▶ Record set

········

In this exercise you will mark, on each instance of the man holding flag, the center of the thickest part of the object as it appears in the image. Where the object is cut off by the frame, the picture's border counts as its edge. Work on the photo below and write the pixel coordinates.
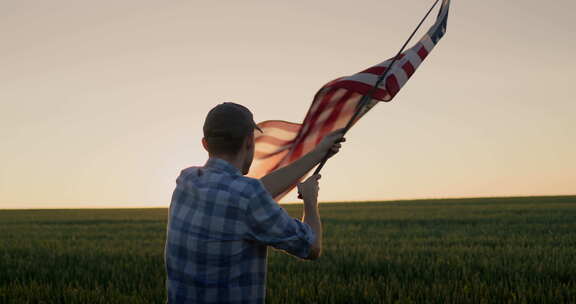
(221, 222)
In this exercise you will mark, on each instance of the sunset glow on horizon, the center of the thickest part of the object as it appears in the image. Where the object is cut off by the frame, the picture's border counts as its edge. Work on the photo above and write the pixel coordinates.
(102, 103)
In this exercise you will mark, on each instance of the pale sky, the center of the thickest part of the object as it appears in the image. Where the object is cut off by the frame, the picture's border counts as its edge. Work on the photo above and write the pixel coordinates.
(102, 102)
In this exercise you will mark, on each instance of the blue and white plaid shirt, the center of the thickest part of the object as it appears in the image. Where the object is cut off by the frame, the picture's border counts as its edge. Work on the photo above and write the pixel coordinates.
(219, 226)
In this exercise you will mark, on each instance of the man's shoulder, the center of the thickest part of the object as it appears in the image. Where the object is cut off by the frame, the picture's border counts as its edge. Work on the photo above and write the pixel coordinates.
(246, 186)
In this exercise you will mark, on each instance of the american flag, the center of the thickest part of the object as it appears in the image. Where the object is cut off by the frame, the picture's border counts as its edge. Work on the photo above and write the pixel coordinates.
(282, 142)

········

Repeat the line that contains "of the blue", then every line after it until the records end, with nothing added.

▶ Response to this task
In this exercise you will mark, on each instance of the blue and white plaid shirt, the center of the thickest part of the object as it appears in the image. Where the object is cut off by the frame, the picture's border counts as its edge. Work on the photo above and write the pixel coordinates.
(219, 226)
In this exercise you will mark, on each instance of the man's shoulder, the center of the thickest part of the object as it appears in the image. Where the object is cut off by the frame, the picture's border counts as its edge. Work on the photo above and write the pixel coordinates.
(246, 186)
In this exercise you will mark, on each instance of the american flag, the center of the thickest part of the object as it appears in the image. Where the object is cut off by the frame, the picture's border counts as its edge. Work on the photo above and write the pixel coordinates.
(282, 142)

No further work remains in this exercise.